--- Start of READING TEXT ---

The Ballad of John Henry, Steel Driving Man
John Henry was hammering on the right side,
The big stream drill on the left,
Before that steam drill could beat him down,
He hammered his fool self to death.
Who among us could not feel a grudging kinship with the Steel Driving Man, you know, fighting the inevitable with spirit even though the outcome was as certain as death and taxes? Besides, who could feel the slightest affinity for that big mechanical steam drill that was taking a man’s livelihood away and all for the sake of the dollar that some faraway good-smelling Dude laid down so he could make even more dollars without breaking one iota of steel driving sweat.
We all may crack an amused smile at the thought of a real live man actually challenging a steam machine to a steel-driving contest with only his muscle, grit and determination to match the power of steam. We smile, of course, because of the foolish nature of the contest. But then again, I wonder what most contemporary people were thinking and feeling at the time when in 1997 they witnessed a more recent contest between a real live man (Garry Kasparov) challenging a thinking contest with only his brain, grit and determination matched up with the power of billions and billions of silicon switches fastened together with the lifeless software of the chess-playing computer, Deep Blue?
Somehow I think we probably feel a little differently about the thinking contest due to the contemporary and cognitive nature of the contest. But, I don’t know why! The two contests are identical and the outcomes just as inevitable! Perhaps we don’t even think the chess match was a foolish contest because of the notion that the magnificent organic thinking machine, the human brain, is surely the ultimate cognitive device that no mere machine could ever match. The human brain will surely prevail for all times just like John Henry thought his muscles could surely prevail over the mighty mechanical steam drill even though we now concede our magnificent muscles are no match for lifeless machine power.
Here is a thought to muss up your day when trying to decide what to do about being outsourced by the machines of automation and all because some faraway good-smelling Dudes are still trying to make more money without breaking a contemporary sweat. John Henry and Garry Kasparov are not the only contestants in a continuing struggle between man and machine that started when Gorg rubbed two sticks together to make fire. We all are front and center in the enduring contest and so will all of our progeny. Research shows that we are loosing far more contemporary jobs to automation than jobs that are lost to distant lands where labor is cheaper and more abundant. Indeed, one of the biggest loss of jobs today is due customer outsourcing.
What that’s you say? What is customer outsourcing?

--- End of READING TEXT ---
--- Start of PROVIDED MATERIAL ---

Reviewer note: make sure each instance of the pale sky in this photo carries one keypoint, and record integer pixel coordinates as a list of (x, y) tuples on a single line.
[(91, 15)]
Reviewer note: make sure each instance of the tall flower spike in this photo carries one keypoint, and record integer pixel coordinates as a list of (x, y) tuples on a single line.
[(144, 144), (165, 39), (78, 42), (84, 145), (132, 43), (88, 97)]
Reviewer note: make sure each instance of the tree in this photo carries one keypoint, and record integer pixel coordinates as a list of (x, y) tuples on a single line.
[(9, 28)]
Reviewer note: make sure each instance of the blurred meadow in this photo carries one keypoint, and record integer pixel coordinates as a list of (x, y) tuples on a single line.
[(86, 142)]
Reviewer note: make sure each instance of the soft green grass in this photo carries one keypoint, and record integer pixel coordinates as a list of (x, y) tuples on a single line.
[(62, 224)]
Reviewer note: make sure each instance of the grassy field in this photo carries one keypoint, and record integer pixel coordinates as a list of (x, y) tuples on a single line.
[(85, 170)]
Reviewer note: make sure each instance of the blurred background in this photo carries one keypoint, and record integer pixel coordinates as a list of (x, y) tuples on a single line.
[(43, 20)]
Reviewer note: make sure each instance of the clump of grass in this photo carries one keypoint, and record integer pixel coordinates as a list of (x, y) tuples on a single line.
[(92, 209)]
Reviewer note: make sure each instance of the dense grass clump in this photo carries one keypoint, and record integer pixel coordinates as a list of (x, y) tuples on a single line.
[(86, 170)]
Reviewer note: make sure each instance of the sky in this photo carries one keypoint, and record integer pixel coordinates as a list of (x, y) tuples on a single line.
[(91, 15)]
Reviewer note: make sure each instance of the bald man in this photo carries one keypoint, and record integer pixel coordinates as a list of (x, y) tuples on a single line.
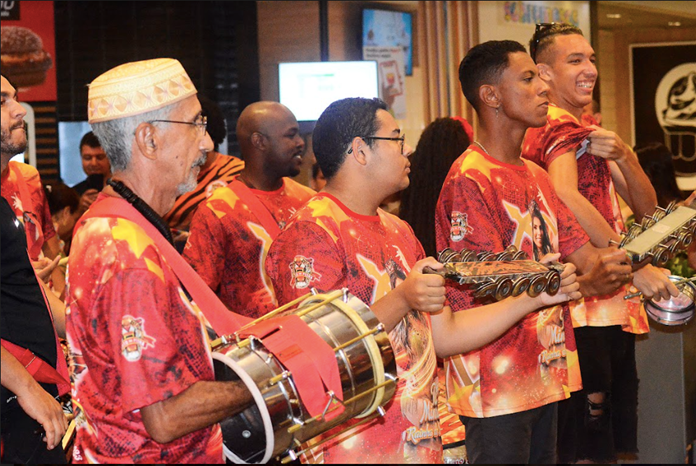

--- End of PROVIDED MATERIAL ---

- [WORK TO DO]:
1) In the essay about John Henry, in what year did Garry Kasparov face the chess-playing computer Deep Blue?
2) Carry on the essay about John Henry and Garry Kasparov from the point where it stops.
Nothing in the records matters here.

- [WRITTEN ANSWERS]:
1) 1997

2)
Customer outsourcing is transferring a job that was once done by a paid employee to a paying customer instead. Here is just one minor scenario of customer outsourcing. You drive your rattletrap Chevy to the local gas station emporium where you get out of your seat, pop in and quickly remove your Master Card or Visa (a lot of lost jobs of people taking money, counting money, bookkeeping, accounting, depositing, etc.) and wait for the computer screen to instruct you to continue. After being authorized by a great big computer somewhere that is connected by satellites, relays and God only knows what, lift the pump-handle and pump your gas (more lost jobs of gas attendants). Hell, I’m even checking myself out at the local Wally World and Home Depot and buying stuff off of the Internet by clicking a mouse and causing a massive whirling of untold computers that fetch my latest Ronco gadget, package and ship it without a single paid employee in sight.
All of this is made possible by technology and (oh no Mr. Bill!) Machines. Because this is a continuing process, it is less noticeable in our everyday, put the meat-on-the-table lives. For example, before the industrial revolution, well over 50% of all people in the country was working on farms while today we produce all of our food needs by less than 1% of the population, i.e., million and millions of jobs lost to machines and we rarely think about the farm job losses as we rant about all of our current jobs going to China, India and machines.
And the non-physical jobs like engineering, accounting, marketing, research are also being outsourced to machines and cheaper labor, so no one is immune to job loss except the rich (that is if you believe making money off of money constitutes a job).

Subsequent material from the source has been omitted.